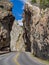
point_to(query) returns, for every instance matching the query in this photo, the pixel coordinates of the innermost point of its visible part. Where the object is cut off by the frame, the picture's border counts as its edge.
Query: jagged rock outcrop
(6, 22)
(17, 43)
(11, 34)
(36, 30)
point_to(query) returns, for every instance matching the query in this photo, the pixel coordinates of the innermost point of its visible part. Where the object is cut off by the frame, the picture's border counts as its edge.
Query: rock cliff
(16, 43)
(36, 30)
(10, 32)
(6, 21)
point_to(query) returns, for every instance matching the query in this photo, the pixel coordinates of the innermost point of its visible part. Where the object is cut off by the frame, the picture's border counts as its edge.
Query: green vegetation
(42, 3)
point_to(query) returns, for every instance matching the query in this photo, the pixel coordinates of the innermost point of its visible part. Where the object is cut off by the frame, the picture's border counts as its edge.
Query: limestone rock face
(17, 43)
(36, 30)
(6, 21)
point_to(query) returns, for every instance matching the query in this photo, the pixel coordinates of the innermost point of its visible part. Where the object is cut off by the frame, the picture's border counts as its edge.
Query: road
(16, 58)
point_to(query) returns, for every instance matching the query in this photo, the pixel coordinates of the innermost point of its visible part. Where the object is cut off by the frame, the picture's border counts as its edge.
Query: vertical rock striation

____________________

#### What you need to do
Where an entry includes an image, skip the image and return everything else exactly.

#### Task response
point_to(query) returns, for every instance matching the query in this photo, the pixel coordinates of the innermost point of its visible part. Where the object is cut off by the frame, the picture's border counts as its edge.
Query: jagged rock outcrop
(6, 22)
(17, 43)
(11, 34)
(36, 30)
point_to(query) returns, for every instance matching the query in this photo, the pixel coordinates of the innermost point of its visible part. Where the object is cut off by the frame, the picture's border counts as its edge.
Query: rock cliff
(16, 43)
(36, 30)
(10, 32)
(6, 21)
point_to(query) returns, for every instance matching the query in this photo, the pixel coordinates of the innermost point of its visible part. Where the object is cut off by the frame, the picture's border counts as its edge.
Query: green vegetation
(42, 3)
point_to(query) returns, for every instance matching the query in this photo, the pixel coordinates of the innermost point of its visible part. Where the object is cut off by the frame, the picture's border counts as its edge.
Query: limestone rock face
(17, 43)
(36, 30)
(6, 21)
point_to(query) returns, for every instance matching the query in this photo, the pixel coordinates of the innermost point of its visible part. Where the object is cut off by the frame, the picture's border counts as its edge.
Query: road
(16, 58)
point_to(query) returns, for every instance matching the query in this photo, the pixel coordinates of the innermost point of its visible part. Where the object is cut off by the frame, the picture's border counts as its edge.
Query: vertical rock striation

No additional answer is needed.